[[ Records provided open ]]

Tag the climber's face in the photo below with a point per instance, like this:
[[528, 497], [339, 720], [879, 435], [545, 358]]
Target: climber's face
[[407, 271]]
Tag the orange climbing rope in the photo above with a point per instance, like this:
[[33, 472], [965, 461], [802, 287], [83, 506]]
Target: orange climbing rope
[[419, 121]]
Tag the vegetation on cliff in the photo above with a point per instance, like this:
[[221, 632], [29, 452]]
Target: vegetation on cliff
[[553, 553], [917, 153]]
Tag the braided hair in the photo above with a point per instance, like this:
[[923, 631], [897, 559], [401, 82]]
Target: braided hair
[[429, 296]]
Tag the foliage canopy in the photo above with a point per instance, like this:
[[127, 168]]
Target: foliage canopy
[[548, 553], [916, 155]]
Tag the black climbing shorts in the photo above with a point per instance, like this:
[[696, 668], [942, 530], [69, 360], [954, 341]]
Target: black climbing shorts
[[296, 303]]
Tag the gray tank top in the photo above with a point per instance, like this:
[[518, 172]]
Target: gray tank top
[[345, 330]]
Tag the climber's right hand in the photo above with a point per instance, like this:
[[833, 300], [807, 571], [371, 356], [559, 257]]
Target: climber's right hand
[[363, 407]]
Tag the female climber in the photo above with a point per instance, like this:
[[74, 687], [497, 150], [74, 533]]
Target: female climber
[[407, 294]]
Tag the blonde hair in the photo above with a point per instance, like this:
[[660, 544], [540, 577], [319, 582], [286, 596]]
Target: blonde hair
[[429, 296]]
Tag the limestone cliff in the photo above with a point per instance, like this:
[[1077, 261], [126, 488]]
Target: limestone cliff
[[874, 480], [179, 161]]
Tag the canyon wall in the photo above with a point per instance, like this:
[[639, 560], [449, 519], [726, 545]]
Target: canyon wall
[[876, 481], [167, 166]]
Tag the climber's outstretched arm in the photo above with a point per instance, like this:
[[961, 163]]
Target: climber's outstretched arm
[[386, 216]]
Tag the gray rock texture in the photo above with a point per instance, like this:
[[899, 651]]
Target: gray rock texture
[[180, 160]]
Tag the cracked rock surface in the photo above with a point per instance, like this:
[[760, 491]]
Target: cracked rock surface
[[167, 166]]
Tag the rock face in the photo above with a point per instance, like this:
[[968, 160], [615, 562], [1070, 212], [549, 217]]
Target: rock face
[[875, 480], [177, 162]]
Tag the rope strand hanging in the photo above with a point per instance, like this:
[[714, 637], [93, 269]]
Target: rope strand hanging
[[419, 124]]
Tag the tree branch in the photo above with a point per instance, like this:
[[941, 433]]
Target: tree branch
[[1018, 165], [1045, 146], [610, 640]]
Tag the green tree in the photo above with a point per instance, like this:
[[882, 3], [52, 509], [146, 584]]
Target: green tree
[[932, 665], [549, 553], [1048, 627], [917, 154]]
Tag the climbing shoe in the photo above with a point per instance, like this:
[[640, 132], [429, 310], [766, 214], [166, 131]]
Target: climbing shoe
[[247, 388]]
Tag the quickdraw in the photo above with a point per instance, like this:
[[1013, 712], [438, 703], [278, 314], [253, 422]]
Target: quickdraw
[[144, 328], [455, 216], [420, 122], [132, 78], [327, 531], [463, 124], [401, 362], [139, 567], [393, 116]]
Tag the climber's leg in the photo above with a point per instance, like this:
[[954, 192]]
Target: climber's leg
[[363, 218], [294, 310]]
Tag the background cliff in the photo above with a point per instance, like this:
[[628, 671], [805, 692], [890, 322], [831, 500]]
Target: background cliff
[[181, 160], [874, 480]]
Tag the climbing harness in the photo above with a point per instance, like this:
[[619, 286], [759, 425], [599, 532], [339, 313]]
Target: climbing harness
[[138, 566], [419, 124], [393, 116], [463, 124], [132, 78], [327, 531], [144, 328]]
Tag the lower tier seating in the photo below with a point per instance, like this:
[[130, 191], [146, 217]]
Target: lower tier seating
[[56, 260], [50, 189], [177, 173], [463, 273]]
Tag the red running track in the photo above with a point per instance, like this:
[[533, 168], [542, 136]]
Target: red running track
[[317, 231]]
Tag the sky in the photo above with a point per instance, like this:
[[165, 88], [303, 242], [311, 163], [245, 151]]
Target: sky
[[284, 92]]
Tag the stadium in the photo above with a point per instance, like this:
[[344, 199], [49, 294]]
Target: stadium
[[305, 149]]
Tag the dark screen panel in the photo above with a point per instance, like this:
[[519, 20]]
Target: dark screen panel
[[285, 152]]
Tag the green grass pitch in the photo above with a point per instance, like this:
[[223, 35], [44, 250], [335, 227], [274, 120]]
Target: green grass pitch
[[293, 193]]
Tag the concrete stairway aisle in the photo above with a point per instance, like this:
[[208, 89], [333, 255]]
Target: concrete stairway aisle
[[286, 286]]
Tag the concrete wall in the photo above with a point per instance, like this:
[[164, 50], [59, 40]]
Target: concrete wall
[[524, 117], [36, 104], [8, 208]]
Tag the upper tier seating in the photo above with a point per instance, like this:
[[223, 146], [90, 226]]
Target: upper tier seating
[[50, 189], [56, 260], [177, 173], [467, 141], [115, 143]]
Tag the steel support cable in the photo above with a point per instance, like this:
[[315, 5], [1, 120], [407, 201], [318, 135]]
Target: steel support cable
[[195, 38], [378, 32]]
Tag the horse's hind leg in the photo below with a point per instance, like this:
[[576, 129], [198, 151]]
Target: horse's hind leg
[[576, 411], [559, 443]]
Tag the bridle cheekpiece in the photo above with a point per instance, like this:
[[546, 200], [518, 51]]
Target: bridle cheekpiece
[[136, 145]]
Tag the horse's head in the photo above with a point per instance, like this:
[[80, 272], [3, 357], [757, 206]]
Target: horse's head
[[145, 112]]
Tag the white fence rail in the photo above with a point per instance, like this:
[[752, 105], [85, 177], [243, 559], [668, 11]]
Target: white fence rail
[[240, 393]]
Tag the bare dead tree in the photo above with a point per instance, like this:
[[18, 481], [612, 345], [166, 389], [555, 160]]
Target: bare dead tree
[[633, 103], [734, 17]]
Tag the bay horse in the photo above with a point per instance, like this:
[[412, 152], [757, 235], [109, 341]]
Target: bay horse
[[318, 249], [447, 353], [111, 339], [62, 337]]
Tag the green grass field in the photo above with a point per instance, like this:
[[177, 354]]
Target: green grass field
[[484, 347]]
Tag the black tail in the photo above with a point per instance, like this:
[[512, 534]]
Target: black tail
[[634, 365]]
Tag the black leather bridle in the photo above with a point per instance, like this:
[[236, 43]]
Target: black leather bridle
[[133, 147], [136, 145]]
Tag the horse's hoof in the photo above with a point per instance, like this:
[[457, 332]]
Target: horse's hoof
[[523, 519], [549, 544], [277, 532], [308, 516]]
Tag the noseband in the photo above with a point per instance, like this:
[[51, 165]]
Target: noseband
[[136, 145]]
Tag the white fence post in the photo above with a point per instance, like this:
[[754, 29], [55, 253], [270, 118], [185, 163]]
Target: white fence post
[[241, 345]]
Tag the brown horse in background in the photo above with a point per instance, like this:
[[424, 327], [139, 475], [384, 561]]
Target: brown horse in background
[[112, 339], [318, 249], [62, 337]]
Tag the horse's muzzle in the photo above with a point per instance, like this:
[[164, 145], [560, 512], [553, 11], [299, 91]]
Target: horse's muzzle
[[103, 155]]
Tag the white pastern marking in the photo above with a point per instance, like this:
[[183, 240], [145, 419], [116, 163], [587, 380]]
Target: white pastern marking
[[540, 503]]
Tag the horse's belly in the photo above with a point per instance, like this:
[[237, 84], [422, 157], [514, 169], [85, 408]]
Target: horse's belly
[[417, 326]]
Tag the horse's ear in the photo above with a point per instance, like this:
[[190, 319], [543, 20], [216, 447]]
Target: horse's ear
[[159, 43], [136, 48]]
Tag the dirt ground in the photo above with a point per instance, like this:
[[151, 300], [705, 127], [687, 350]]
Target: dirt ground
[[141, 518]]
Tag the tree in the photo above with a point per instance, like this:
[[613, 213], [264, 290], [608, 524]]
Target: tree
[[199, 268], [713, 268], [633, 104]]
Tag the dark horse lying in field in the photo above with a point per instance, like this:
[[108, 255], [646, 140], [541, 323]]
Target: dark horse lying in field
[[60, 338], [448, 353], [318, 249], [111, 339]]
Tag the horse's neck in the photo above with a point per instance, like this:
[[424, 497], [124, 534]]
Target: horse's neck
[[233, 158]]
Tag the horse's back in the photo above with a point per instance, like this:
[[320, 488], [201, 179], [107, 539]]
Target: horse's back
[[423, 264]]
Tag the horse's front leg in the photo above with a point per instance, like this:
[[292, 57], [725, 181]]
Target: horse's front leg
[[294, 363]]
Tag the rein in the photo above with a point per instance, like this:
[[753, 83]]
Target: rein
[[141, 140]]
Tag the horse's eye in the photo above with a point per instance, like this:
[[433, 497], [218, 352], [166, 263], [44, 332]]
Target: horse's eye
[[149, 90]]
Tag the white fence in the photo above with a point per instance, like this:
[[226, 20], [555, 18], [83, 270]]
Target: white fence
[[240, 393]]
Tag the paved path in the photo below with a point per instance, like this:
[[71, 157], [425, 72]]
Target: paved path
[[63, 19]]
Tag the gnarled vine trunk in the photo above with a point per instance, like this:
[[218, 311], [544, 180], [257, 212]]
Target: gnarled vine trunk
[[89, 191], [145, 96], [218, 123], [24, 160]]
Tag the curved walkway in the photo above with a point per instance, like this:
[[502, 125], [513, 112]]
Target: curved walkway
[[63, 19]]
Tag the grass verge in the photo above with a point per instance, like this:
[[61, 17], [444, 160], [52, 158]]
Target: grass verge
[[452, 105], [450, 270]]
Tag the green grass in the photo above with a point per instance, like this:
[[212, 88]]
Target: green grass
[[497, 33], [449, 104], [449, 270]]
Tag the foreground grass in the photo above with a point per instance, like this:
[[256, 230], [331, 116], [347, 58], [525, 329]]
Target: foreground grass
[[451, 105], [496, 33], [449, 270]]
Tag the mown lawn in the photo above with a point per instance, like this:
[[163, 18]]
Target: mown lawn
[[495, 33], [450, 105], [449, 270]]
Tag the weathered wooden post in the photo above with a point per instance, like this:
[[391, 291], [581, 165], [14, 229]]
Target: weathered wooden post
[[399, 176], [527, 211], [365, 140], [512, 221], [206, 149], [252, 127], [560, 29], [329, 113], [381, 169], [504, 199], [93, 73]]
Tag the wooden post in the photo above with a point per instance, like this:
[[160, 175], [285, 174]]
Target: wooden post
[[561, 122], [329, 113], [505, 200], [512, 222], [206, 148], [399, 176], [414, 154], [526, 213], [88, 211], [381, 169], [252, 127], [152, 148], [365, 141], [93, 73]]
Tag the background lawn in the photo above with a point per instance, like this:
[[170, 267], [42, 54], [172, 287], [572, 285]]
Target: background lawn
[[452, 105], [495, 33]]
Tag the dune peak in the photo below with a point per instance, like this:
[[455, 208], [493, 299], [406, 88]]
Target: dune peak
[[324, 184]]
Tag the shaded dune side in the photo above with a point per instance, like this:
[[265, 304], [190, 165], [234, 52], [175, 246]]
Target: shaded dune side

[[ Records provided closed ]]

Exercise: Copy out each line of the entries where the word "side" is found.

Result for this exercise:
Tag the shaded dune side in the photo above with a point per instance, like this:
Target: shaded dune side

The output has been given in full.